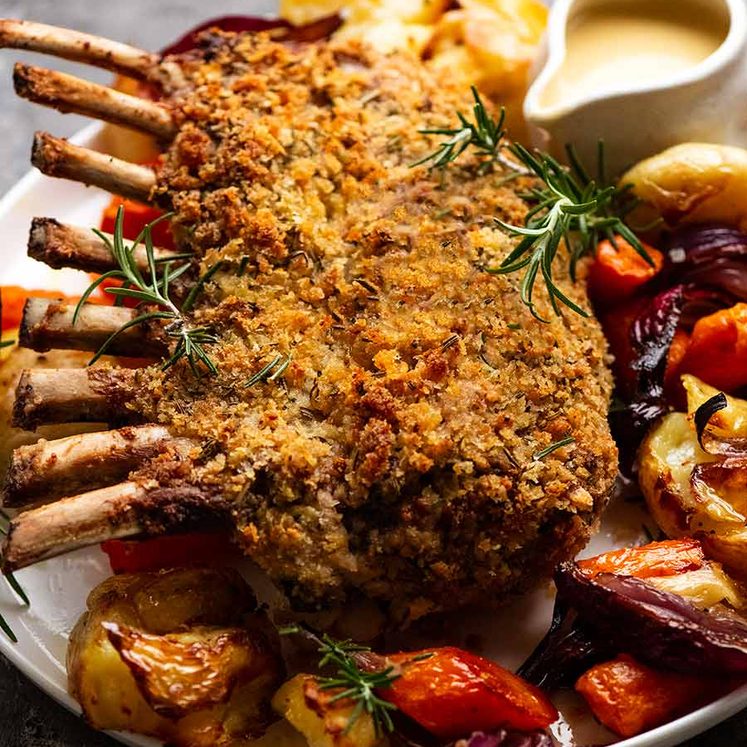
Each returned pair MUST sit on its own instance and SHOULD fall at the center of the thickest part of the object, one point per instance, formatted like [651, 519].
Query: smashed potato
[691, 492]
[323, 721]
[181, 655]
[692, 182]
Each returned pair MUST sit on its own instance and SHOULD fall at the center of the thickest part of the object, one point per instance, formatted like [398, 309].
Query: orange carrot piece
[717, 352]
[629, 697]
[618, 271]
[666, 558]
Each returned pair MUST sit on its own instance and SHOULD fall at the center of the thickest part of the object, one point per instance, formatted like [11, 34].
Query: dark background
[28, 717]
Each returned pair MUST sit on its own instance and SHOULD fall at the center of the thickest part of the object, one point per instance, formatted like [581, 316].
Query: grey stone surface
[30, 718]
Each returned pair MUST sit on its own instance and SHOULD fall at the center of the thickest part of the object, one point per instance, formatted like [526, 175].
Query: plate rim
[667, 735]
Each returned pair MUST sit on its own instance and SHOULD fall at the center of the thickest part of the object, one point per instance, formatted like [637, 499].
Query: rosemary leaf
[540, 455]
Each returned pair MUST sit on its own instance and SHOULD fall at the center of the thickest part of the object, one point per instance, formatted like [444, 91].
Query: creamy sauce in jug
[612, 45]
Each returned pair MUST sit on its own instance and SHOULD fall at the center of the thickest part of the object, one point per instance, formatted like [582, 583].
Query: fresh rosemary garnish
[152, 289]
[357, 685]
[271, 371]
[13, 583]
[570, 208]
[353, 682]
[542, 453]
[484, 133]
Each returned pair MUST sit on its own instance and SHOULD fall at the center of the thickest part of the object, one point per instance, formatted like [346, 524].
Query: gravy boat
[705, 102]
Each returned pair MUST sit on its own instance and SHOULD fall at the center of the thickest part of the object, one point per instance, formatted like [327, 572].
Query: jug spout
[640, 75]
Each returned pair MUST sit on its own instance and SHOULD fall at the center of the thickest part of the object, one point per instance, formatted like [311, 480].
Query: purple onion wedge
[657, 627]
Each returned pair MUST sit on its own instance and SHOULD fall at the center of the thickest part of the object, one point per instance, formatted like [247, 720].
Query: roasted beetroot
[657, 627]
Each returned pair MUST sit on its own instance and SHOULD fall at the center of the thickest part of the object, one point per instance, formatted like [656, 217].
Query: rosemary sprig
[484, 133]
[570, 207]
[356, 684]
[353, 682]
[152, 289]
[271, 371]
[13, 583]
[542, 453]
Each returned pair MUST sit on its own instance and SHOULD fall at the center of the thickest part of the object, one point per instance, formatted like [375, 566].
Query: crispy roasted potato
[324, 722]
[692, 182]
[182, 655]
[682, 502]
[488, 43]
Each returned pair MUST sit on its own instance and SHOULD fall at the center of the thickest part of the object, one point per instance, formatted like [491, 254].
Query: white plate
[58, 587]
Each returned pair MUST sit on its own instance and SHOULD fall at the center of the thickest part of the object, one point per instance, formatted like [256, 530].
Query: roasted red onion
[565, 652]
[708, 257]
[311, 32]
[657, 627]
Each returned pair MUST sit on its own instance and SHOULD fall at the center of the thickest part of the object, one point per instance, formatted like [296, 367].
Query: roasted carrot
[618, 271]
[717, 351]
[665, 558]
[629, 697]
[451, 692]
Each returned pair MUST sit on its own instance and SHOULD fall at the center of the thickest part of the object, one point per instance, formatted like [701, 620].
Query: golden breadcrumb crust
[394, 455]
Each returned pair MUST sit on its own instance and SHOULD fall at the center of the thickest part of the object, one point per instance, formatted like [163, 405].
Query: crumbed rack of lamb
[394, 454]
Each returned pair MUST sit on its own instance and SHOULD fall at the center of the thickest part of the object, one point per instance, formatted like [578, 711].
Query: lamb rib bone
[123, 510]
[56, 157]
[77, 46]
[73, 95]
[59, 245]
[48, 324]
[69, 395]
[47, 470]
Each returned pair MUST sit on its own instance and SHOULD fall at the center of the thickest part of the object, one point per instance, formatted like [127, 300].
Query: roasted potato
[684, 503]
[692, 182]
[182, 655]
[323, 721]
[488, 43]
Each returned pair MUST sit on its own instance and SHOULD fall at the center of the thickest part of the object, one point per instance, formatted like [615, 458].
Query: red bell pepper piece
[136, 217]
[134, 556]
[452, 693]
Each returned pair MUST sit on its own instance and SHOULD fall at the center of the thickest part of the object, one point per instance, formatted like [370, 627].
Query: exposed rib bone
[68, 396]
[74, 45]
[122, 510]
[71, 523]
[70, 94]
[56, 157]
[47, 470]
[48, 324]
[59, 245]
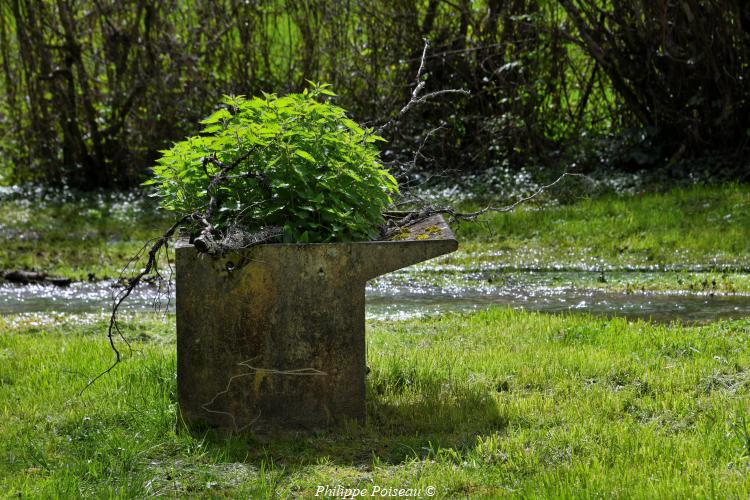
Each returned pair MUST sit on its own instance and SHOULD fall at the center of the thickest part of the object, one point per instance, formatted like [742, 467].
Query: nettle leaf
[325, 178]
[304, 154]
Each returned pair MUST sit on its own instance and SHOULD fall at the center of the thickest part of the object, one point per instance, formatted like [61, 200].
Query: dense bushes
[91, 90]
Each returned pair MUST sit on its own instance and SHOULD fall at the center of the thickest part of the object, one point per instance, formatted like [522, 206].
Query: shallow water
[416, 293]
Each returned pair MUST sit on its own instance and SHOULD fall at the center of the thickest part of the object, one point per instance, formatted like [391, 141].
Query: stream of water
[408, 294]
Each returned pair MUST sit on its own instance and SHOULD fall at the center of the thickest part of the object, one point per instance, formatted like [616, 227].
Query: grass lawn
[489, 404]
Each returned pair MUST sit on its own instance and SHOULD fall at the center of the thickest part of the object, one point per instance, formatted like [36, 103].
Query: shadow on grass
[405, 422]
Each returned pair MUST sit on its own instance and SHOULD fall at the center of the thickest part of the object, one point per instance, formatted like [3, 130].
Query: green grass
[699, 225]
[72, 238]
[489, 404]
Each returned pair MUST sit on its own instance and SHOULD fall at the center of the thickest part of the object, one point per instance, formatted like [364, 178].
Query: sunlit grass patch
[492, 403]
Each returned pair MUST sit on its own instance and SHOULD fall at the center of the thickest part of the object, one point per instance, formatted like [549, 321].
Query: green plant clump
[301, 164]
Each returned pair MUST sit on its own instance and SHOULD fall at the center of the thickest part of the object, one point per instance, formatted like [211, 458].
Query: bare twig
[151, 265]
[416, 97]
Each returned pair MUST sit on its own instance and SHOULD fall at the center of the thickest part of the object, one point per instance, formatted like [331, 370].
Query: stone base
[273, 336]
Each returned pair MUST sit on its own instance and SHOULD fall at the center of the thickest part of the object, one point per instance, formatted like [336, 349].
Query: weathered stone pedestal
[273, 337]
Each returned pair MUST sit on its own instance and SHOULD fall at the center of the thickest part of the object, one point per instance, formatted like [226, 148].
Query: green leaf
[304, 154]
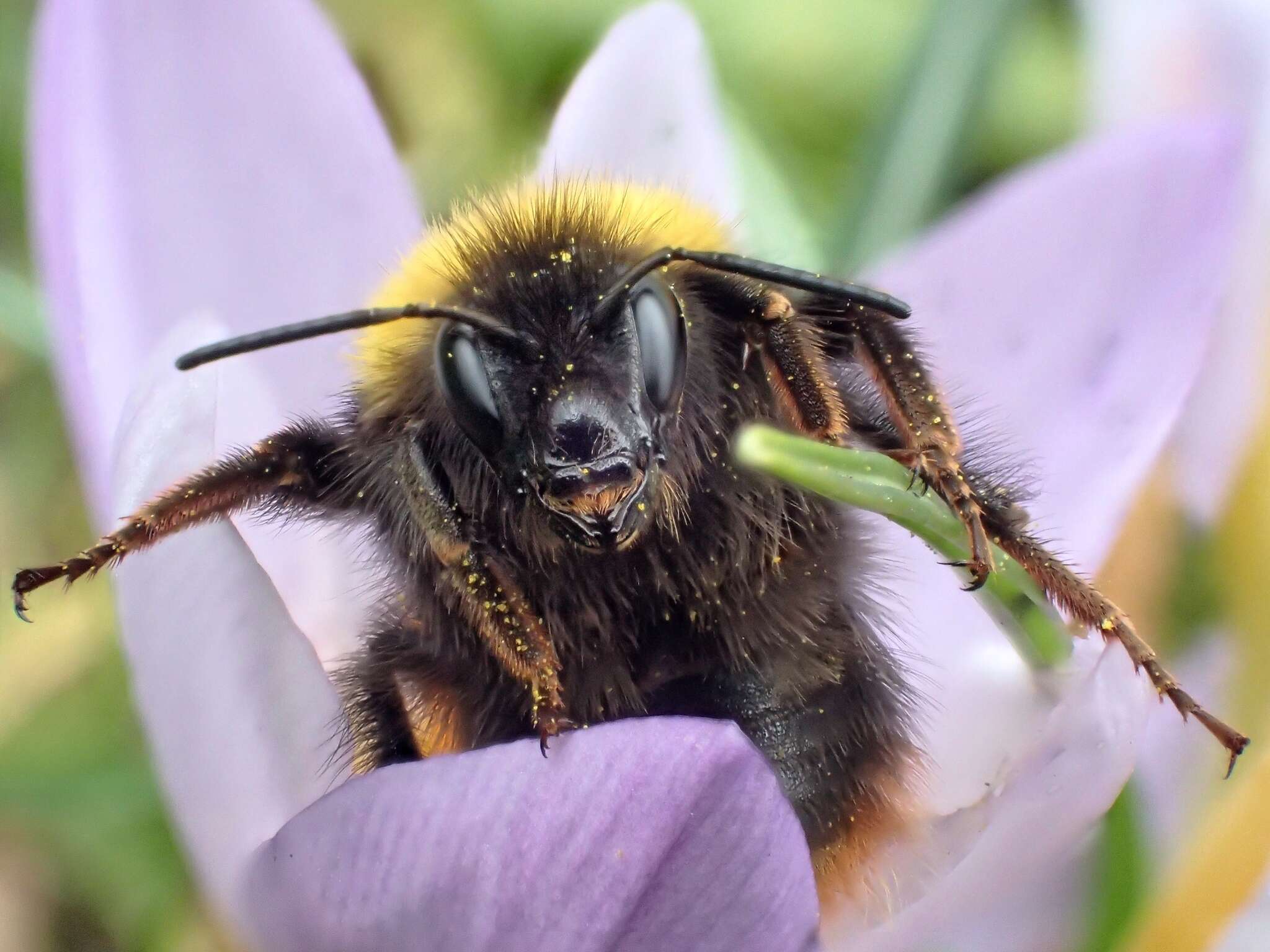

--------------------

» TO DO
The copy you write must hold every record verbatim and none of the pictures.

» ANSWER SECTION
Each returned pair MUST sit on its own instance and SHOULD fall at the center of the thickest part of the object, one point per instance, formatted like [651, 519].
Query: smashed potato
[691, 492]
[323, 721]
[181, 655]
[692, 182]
Each returned pair MUST sit on its own instance and SHOULD fall at the center of the thickest part of the object, one point per instance, formatted like [398, 309].
Query: orange carrot piece
[717, 352]
[629, 697]
[618, 271]
[666, 558]
Each returned pair MUST sit on its own instance and SHOULD fall at the center of the thickest part of the object, one point per instance, formatted like [11, 34].
Query: dark background
[28, 717]
Each returned pair MUST sit on its own instance and SHOULD fall at the center of the thickest part of the object, one point per instance, formatted like [581, 316].
Query: grey stone surface
[30, 718]
Each returned pair MUST sit on its own instance and SHOULD fall at the center of the thickest part of the object, one point per instance, formatted like [526, 175].
Query: plate rim
[667, 735]
Each returned pair MUST sit on its own instance and SHOULD fall at the center of the thickest part of the object, one point per instance, formatted like [637, 499].
Query: rosemary leaf
[540, 455]
Each returned pair MUST sit on its own instance and SHOULD fall at the center of the thickest part of the object, one point per instance, formatted like [444, 91].
Query: creamy sauce in jug
[612, 45]
Each returned pair MUST sit on its own instance and SHOULD fall at the center of the thickest part of the object, one point per instance, formatted like [582, 583].
Query: fresh rosemary garnish
[152, 289]
[357, 685]
[271, 371]
[13, 583]
[570, 208]
[353, 682]
[542, 453]
[484, 133]
Each returned pair MUST sit on its own instance and SHOULD fall at the center of the thickest part of the object, one point per instance, formatted like [346, 524].
Query: gravy boat
[705, 102]
Each returned pair MUST sit on its own instance and SHOULD fall at the center of the thickest part of the object, one point per instance, formatted like [327, 572].
Query: jug spout
[640, 75]
Each returned pair MUST sit on its own instance and SHOULD fall at the center of the thickest part of the object, one point per instance, formatted like [311, 480].
Query: purple onion wedge
[657, 627]
Each returned pair MUST sit on its own instance and SHOULD fall at the center of the thickest part of the object, one point per instance, formatted like [247, 720].
Query: roasted beetroot
[657, 627]
Each returned pair MUST sit on its own instance and SHOULD fall at the center of the thickest part of the object, one point per instance, formatted like [656, 217].
Query: rosemary sprig
[484, 133]
[570, 207]
[356, 684]
[353, 682]
[152, 289]
[271, 371]
[13, 583]
[542, 453]
Each returned pair MUST sit on its own instance and SHOULD fall at the center of the thickest part of the object, one point per instance, formatted like [375, 566].
Query: crispy roasted potato
[324, 722]
[692, 182]
[182, 655]
[682, 502]
[488, 43]
Each returned pair MUST sit on its own instance and SHOULD fall at the center of the thickest part of the object, one point per instance, formatted like [491, 254].
Query: white plate
[58, 587]
Each returned pair MUST sit on its own instance and SHOULD fall at the center of the thickest part of the object, one point per instance, formatted like [256, 530].
Query: roasted red onion
[565, 652]
[708, 257]
[311, 32]
[657, 627]
Each returned pair MUST sit on its own instance and SHOULD fall at the center of the thickest part of the object, one point per instance, formatted like [296, 367].
Query: roasted carrot
[618, 271]
[717, 351]
[665, 558]
[629, 697]
[451, 692]
Each returned pair MUST sit on its own instance and SHOULD fall at the center of the thickest part of the object, one point per instance, formatted like [701, 620].
Query: golden breadcrumb crust
[394, 455]
Each returned pair MUST sit on its own instance and SHOULD fall at the center of the thickest part of the object, one point per instance, formatted like [163, 405].
Query: crumbed rack of lamb
[394, 454]
Each returned pair MUST sit on its own instance and SHOULD fall at the center of the thickest part of the object, one point per instance, formatted like [578, 711].
Query: lamb rib bone
[123, 510]
[56, 157]
[77, 46]
[73, 95]
[59, 245]
[48, 324]
[69, 395]
[47, 470]
Each returned pair MUST sit on its own instance and SHOULD fall at the center of the thickest part of the object, one point per instance, formatted like [127, 300].
Query: roasted potato
[684, 503]
[692, 182]
[182, 655]
[323, 721]
[488, 43]
Each returned pair MUST sit on its own instance and SHOULD fall at the center of the thickest part of the object, one point per instance, formatted like [615, 458].
Query: red bell pepper piece
[136, 217]
[134, 556]
[452, 693]
Each returned pair MUST sit on its own instance and SHOULD fall at the center of the thickest part of the object, one point per instance, formatted like [370, 627].
Query: exposed rib bone
[68, 396]
[74, 45]
[122, 510]
[71, 523]
[70, 94]
[56, 157]
[47, 470]
[48, 324]
[59, 245]
Each returned pair MUST sit on its own instance and SHOULD fall at the center of the thickest part of the object, one point per instance, formatted like [742, 467].
Query: nettle leaf
[325, 178]
[304, 154]
Each returned pair MUST sit on its own instance and SHOULD fall at the center of the thickest part of the object, one point per instance, formatted like [61, 200].
Query: dense bushes
[91, 90]
Each returned pair MUST sit on its own instance and SHOULD fall at the center of the thickest part of the object, one point per instance, formatted like [522, 206].
Query: shallow water
[416, 293]
Each returned pair MUST sit on its own instance and SHOULD fall at the center of the thickest part of the object, one point per instance, formatted like [391, 141].
Query: stream of water
[408, 294]
Each returned pair MUST sit on its own instance and SHOULD fall at the center of the thickest part of the object, one point per instance, formatted like [616, 227].
Query: grass lawn
[489, 404]
Each returned pair MUST sit on its own instance and SHOULD fall at the center of the thickest part of the object, one point per instance, formatted like [36, 103].
Query: shadow on grass
[405, 422]
Each returned pair MUST sit on its own instance and SHOULD fall at the center of the thickest part of the object, one point per instance, formatted like [3, 130].
Query: green grass
[699, 225]
[72, 238]
[489, 404]
Each returned pair MUST sit on its own instance and SHOULD fall at the center of the thickest part of the object, one point per instance, formatted like [364, 178].
Query: sunlit grass patch
[492, 403]
Each returned pair MUST sit on its own instance and SHOULD fall at the center of the thickest part of the object, one point per instance, formatted like [549, 321].
Query: green plant clump
[301, 164]
Each returned pair MUST sit on its own instance and SHOULD fall at the center of the thickest part of the object, one point per instance, formatted like [211, 458].
Query: bare twig
[151, 265]
[416, 97]
Each returned pair MUST sit on its own instance and SHOULD fall at the center of the thickest part of the object, one point per instance, formatted like [331, 370].
Query: stone base
[273, 336]
Each returned pair MUST sit on its own instance and SHOULD fall at the center of the thickest part of the object, one point per instance, formatted like [336, 349].
Query: weathered stone pedestal
[273, 337]
Each returned pair MUST sit on its own instance and SHOULD fall at the center of the thickest part of the object, one point per instance, formatted like [226, 148].
Query: green leaf
[304, 154]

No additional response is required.